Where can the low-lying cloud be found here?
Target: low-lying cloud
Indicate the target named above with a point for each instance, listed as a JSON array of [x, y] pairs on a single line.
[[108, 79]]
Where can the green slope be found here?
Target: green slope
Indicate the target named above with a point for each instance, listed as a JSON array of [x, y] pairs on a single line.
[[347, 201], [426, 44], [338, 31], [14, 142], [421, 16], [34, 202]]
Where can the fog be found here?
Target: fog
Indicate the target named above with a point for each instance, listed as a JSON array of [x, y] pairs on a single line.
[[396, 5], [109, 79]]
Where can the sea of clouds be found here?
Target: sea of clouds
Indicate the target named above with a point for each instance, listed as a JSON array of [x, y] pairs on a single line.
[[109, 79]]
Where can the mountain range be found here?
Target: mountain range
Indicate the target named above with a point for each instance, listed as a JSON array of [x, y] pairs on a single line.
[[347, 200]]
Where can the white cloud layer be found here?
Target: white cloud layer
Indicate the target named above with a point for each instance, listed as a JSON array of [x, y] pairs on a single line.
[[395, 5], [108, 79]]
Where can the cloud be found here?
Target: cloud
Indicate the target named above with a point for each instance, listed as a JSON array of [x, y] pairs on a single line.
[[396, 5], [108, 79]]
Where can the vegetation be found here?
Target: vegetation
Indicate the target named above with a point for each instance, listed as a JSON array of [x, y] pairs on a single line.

□ □ □ □ □ □ □

_To be done_: Write out all of the data above again, line for line, with no changes.

_Answer for the task_:
Where can the low-lying cloud be found here?
Target: low-lying cloud
Indicate the target named above with a point for each instance, listed as a JSON array of [x, y] pairs on a single line.
[[108, 79]]
Where can the green slope be found here?
Target: green slope
Indicate the target named above with a point for each instance, listed as a JSON array of [x, y] pairs on a single line.
[[347, 201], [426, 44], [338, 31], [14, 142], [421, 16], [34, 202]]
Where can the fog be found here?
Target: fog
Indicate the target named above with a point for each instance, listed as a JSON array of [x, y] pairs on a single line.
[[396, 5], [109, 79]]
Where can the sea of clouds be found here?
Target: sea of clouds
Indicate the target named above with a point for each instance, listed as a JSON array of [x, y] pairs on a single line.
[[109, 79]]
Where can the mountain range be found here?
Target: mountain range
Indicate the target named above with a point for each instance, listed as a JSON array of [x, y] pairs on a single line.
[[347, 200]]
Where can the white cloud layer be found here?
Target: white cloud layer
Indicate the target named above with a point for each instance, listed as a JSON array of [x, y] pairs on a single line.
[[395, 5], [108, 79]]
Where can the cloud be found here?
Target: cloud
Indicate the target named above with a point for each instance, listed as a JSON array of [x, y] pairs on a single line.
[[396, 5], [108, 79]]
Where can the vegetation be found here?
Target: vegetation
Indicate the target named above with a point for each instance, listed as a JSON array of [x, y] pairs on a single line.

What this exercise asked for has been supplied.